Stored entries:

>> BEGIN

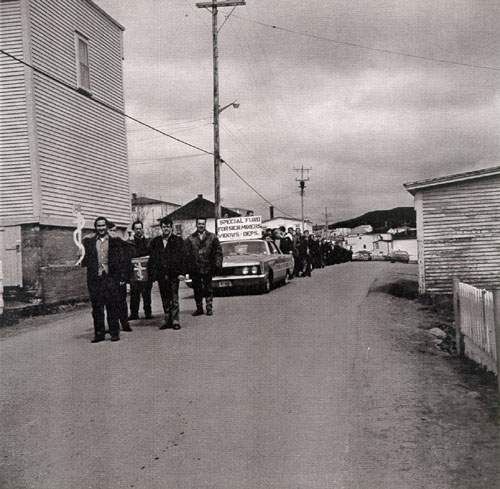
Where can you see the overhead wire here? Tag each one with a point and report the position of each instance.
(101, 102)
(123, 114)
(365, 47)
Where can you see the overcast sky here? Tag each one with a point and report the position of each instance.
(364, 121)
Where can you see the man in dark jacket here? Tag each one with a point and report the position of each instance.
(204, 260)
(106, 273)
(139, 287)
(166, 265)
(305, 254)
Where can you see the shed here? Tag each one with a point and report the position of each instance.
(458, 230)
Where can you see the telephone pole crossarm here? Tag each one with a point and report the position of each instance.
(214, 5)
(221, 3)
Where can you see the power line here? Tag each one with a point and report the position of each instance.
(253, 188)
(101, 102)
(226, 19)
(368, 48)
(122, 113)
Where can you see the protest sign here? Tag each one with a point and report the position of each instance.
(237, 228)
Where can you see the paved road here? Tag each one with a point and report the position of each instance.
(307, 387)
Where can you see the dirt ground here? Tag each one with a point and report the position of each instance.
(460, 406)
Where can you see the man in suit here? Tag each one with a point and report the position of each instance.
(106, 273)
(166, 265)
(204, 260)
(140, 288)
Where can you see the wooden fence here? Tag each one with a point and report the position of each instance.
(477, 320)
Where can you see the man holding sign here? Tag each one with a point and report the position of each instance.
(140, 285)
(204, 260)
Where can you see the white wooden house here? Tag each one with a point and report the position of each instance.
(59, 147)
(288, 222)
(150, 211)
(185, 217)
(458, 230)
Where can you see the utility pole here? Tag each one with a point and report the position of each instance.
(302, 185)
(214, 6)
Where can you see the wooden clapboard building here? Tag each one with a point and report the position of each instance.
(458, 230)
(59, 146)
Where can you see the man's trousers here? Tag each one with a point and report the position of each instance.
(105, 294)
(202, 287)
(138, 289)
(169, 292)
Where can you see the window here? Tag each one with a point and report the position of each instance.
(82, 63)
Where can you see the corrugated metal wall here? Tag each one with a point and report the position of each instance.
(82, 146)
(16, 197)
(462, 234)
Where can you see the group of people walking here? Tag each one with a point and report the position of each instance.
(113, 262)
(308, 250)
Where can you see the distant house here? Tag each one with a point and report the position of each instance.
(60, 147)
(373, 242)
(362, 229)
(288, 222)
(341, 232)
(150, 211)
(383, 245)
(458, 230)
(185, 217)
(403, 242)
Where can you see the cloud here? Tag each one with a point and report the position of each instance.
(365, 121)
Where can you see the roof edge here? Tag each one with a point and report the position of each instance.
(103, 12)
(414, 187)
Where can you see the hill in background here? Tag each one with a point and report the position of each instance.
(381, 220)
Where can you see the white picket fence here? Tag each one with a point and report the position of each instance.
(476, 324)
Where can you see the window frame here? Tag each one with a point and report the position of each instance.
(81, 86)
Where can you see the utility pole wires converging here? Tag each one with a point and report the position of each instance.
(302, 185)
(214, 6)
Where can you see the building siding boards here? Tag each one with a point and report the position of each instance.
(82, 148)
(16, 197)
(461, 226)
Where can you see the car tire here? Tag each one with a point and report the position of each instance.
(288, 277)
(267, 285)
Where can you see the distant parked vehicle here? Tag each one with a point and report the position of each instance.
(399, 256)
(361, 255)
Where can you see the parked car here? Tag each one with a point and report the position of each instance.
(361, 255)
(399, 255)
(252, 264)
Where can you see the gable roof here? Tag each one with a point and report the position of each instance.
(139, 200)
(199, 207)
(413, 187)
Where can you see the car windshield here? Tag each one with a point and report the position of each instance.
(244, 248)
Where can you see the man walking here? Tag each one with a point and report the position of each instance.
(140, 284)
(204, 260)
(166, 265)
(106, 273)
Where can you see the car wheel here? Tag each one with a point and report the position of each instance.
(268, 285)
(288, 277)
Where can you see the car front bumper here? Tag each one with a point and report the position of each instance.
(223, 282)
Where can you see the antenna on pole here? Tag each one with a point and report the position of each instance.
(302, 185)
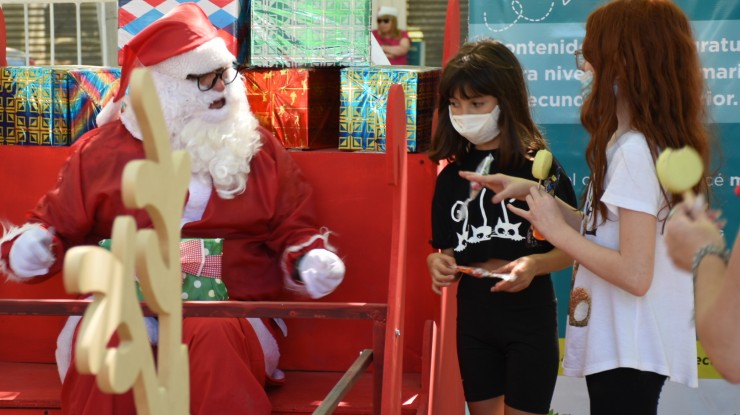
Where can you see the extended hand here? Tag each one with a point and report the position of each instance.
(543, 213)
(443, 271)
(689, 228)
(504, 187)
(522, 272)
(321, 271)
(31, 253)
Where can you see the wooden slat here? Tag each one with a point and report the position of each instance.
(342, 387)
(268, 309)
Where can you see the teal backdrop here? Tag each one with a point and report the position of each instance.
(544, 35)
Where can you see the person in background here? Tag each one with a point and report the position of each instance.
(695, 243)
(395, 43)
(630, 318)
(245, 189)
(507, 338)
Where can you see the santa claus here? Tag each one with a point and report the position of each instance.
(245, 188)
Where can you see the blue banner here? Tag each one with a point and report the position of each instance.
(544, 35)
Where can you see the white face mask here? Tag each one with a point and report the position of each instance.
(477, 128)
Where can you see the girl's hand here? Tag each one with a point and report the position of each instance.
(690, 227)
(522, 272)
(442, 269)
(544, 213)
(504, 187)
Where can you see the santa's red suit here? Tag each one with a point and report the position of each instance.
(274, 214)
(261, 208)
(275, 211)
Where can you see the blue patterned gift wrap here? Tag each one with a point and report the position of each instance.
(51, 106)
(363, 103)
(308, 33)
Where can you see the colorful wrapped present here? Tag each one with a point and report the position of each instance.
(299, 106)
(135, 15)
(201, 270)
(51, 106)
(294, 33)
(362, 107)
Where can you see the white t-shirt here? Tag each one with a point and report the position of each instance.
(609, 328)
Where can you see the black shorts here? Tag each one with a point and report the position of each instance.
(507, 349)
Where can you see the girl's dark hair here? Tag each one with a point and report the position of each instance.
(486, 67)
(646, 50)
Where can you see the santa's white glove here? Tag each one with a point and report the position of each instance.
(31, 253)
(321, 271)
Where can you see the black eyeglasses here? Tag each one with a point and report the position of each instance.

>> END

Work instructions:
Rewrite the rows as a numbered list, beginning with the line containing "Where can you see the colorful" and continuing through the final row, both included. Omit any blank lines.

Response to the task:
1. Where can you see the colorful wrapped present here? Tag each one with a point and report the position of each instance.
2. (299, 106)
3. (135, 15)
4. (201, 270)
5. (51, 106)
6. (294, 33)
7. (362, 107)
8. Where can you see the white t-shirt here? Tag each one with a point and report the position of each instance.
9. (609, 328)
10. Where can you see the black shorts here? Tag each one with a point and report the position of each instance.
11. (507, 349)
12. Where can you see the girl's dark hair here? Tag each one with a point and report the position of each instance.
13. (486, 67)
14. (646, 50)
15. Where can you see the santa's white glove here? Tag each one with a point and report the position of each instance.
16. (31, 253)
17. (321, 271)
18. Where can you see the black eyeglasses here? Tag each one with a point and report the position of each instance.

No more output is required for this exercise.